• What the task asks
Resume the passage about the CPU and GPU benchmark test suite, continuing on from its final sentence.

___ Excerpted passage

It should be noted that due to the terms of the SPEC license, because our benchmark results are not vetted directly by the SPEC consortium, we have to label them as ‘estimated’. The benchmark is still run and we get results out, but those results have to have the ‘estimated’ label.

Others

  • A full x86 instruction throughput/latency analysis
  • Core-to-Core Latency
  • Cache-to-DRAM Latency
  • Frequency Ramping

Some of these tests also have AIDA power wrappers around them in order to provide an insight in the way the power is reported through the test.

2020 CPU Gaming (GPU) Benchmarks

In the past, we’ve tackled the GPU benchmark set in several different ways. We’ve had one GPU to multiple games at one resolution, or multiple GPUs take a few games at one resolution, then as the automation progressed into something better, multiple GPUs take a few games at several resolutions. However, based on feedback, having the best GPU we can get hold of over a dozen games at several resolutions seems to be the best bet.

Normally securing GPUs for this testing is difficult, as we need several identical models for concurrent testing, and very rarely is a GPU manufacturer, or one of its OEM partners, happy to hand me 3-4+ of the latest and greatest. In that aspect, over the years, I have to thank ECS for sending us four GTX 580s in 2012, MSI for sending us three GTX 770 Lightnings in 2014, Sapphire for sending us multiple RX 480s and R9 Fury X cards in 2016, and in our last test suite, MSI for sending us three GTX 1080 Gaming cards in 2018.

______
___ Material

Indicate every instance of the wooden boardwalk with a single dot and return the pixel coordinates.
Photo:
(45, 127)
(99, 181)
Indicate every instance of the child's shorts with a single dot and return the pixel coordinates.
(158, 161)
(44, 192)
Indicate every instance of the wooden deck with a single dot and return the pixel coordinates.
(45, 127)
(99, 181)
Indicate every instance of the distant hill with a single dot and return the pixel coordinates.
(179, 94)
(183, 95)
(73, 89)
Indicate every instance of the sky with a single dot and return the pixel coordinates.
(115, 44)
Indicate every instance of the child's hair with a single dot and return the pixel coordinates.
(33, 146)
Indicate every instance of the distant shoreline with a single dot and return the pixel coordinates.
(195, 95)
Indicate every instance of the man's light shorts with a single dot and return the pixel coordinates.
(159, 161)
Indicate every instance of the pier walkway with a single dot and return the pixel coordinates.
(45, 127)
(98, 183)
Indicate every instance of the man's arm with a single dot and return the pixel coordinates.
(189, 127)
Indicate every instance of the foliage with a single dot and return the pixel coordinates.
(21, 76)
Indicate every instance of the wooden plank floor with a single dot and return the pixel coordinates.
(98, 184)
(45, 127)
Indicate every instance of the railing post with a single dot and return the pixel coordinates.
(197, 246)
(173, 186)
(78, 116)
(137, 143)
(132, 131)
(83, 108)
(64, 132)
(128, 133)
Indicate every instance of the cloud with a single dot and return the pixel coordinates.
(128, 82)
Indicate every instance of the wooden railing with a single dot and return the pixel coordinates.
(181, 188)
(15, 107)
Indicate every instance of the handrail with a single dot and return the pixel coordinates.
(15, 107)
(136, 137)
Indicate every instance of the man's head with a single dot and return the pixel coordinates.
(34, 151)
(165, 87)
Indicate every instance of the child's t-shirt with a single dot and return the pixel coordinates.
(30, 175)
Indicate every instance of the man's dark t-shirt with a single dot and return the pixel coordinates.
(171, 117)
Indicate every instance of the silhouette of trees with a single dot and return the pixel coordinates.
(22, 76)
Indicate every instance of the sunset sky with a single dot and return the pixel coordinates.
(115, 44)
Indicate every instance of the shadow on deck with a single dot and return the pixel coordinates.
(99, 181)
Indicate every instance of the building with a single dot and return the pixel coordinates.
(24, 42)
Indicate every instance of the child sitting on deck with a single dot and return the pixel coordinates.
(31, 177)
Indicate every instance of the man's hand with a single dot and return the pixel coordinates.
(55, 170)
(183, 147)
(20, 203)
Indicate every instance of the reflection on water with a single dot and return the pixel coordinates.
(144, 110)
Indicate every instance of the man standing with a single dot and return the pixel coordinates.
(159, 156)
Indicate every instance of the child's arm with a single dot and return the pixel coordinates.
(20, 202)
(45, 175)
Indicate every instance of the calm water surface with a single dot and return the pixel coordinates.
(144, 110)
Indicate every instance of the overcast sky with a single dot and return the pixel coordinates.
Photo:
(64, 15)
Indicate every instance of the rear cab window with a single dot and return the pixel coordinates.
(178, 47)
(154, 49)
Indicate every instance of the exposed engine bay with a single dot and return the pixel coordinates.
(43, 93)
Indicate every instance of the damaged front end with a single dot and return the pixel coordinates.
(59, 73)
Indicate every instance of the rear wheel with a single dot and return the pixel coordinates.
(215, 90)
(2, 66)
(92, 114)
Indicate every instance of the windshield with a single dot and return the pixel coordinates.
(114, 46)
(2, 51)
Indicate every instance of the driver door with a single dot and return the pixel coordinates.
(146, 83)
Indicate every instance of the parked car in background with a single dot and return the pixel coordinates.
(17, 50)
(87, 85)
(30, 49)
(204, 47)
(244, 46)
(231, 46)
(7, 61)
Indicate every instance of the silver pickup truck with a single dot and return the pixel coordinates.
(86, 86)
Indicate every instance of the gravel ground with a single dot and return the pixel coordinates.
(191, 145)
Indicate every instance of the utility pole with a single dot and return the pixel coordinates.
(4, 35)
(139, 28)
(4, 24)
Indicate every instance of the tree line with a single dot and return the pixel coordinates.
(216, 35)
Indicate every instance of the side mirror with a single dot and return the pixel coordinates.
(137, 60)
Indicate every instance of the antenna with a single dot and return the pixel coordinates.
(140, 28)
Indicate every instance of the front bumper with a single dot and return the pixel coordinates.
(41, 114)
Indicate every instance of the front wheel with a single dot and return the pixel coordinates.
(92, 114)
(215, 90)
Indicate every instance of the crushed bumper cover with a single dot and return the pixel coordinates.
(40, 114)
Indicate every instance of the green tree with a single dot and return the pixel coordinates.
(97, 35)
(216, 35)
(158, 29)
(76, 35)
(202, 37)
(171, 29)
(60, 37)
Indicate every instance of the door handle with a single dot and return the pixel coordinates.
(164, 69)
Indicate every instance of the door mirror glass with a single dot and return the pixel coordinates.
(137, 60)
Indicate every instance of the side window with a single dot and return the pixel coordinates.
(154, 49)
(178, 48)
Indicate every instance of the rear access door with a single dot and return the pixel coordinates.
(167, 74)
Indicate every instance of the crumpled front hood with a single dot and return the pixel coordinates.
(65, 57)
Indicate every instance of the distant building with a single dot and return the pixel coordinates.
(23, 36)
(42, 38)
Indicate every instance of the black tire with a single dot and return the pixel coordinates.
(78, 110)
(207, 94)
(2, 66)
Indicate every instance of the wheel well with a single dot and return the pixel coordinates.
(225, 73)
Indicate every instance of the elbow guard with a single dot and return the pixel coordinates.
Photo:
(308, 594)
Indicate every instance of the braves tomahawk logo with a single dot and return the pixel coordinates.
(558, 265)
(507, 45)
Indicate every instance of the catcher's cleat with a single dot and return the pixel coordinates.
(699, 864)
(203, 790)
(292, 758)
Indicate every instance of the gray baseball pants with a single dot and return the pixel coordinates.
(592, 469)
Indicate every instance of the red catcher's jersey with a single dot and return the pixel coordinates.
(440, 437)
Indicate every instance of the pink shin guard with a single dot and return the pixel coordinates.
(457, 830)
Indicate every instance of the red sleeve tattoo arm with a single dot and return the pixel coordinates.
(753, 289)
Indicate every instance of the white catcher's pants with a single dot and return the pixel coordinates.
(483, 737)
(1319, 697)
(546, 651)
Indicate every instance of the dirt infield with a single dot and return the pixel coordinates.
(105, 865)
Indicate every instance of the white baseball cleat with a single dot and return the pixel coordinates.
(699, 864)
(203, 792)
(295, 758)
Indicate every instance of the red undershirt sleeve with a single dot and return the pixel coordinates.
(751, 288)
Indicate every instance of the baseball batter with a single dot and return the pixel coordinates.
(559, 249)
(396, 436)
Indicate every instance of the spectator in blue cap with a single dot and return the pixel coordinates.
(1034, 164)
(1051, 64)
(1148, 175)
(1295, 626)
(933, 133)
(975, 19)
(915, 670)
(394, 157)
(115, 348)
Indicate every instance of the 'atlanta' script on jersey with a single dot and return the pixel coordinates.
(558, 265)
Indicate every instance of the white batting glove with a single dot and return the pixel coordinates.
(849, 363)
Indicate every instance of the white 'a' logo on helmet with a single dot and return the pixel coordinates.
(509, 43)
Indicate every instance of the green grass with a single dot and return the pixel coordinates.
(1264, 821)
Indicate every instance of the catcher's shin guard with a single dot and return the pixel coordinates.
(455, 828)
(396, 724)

______

• Answer for this exercise
For our testing on the 2020 suite, we have secured three RTX 2080 Ti GPUs direct from NVIDIA. These GPUs have been optimized for with drivers and in gaming titles, and given how rare our updates are, we are thankful for getting the high-end hardware.  (It’s worth noting we won’t be updating to whatever RTX 3080 variant is coming out at some point for a while yet.)

On the topic of resolutions, this is something that has been hit and miss for us in the past. Some users state that they want to see the lowest resolution and lowest fidelity options, because this puts the most strain on the CPU, such as a 480p Ultra Low setting. In the past we have found this unrealistic for all use cases, and even if it does give the best shot for a difference in results, the actual point where you come GPU limited might be at a higher resolution. In our last test suite, we went from the 720p Ultra Low up to 1080p Medium, 1440p High, and 4K Ultra settings. However, our most vocal readers hated it, because even by 1080p medium, we were GPU limited for the most part.

So to that end, the benchmarks this time round attempt to follow the basic pattern where possible:

  1. Lowest Resolution with lowest scaling, Lowest Settings
  2. 2560x1440 with the lowest settings (1080p where not possible)
  3. 3840x2160 with the lowest settings
  4. 1920x1080 at the maximum settings

Point (1) should give the ultimate CPU limited scenario. We should see that lift as we move up through (2) 1440p and (3) 4K, with 4K low still being quite strenuous in some titles.

Point (4) is essentially our ‘real world’ test. The RTX 2080 Ti is overkill for 1080p Maximum, and we’ll see that most modern CPUs pull well over 60 FPS average in this scenario.

What will be interesting is that for some titles, 4K Low is more compute heavy than 1080p Maximum, and for other titles that relationship is reversed.

For integrated graphics testing, we use the (1) and (4) settings to see where the GPU lies with respect to CPU performance (1) as well as test to confirm just how close integrated graphics is to proper 1080p gaming (4).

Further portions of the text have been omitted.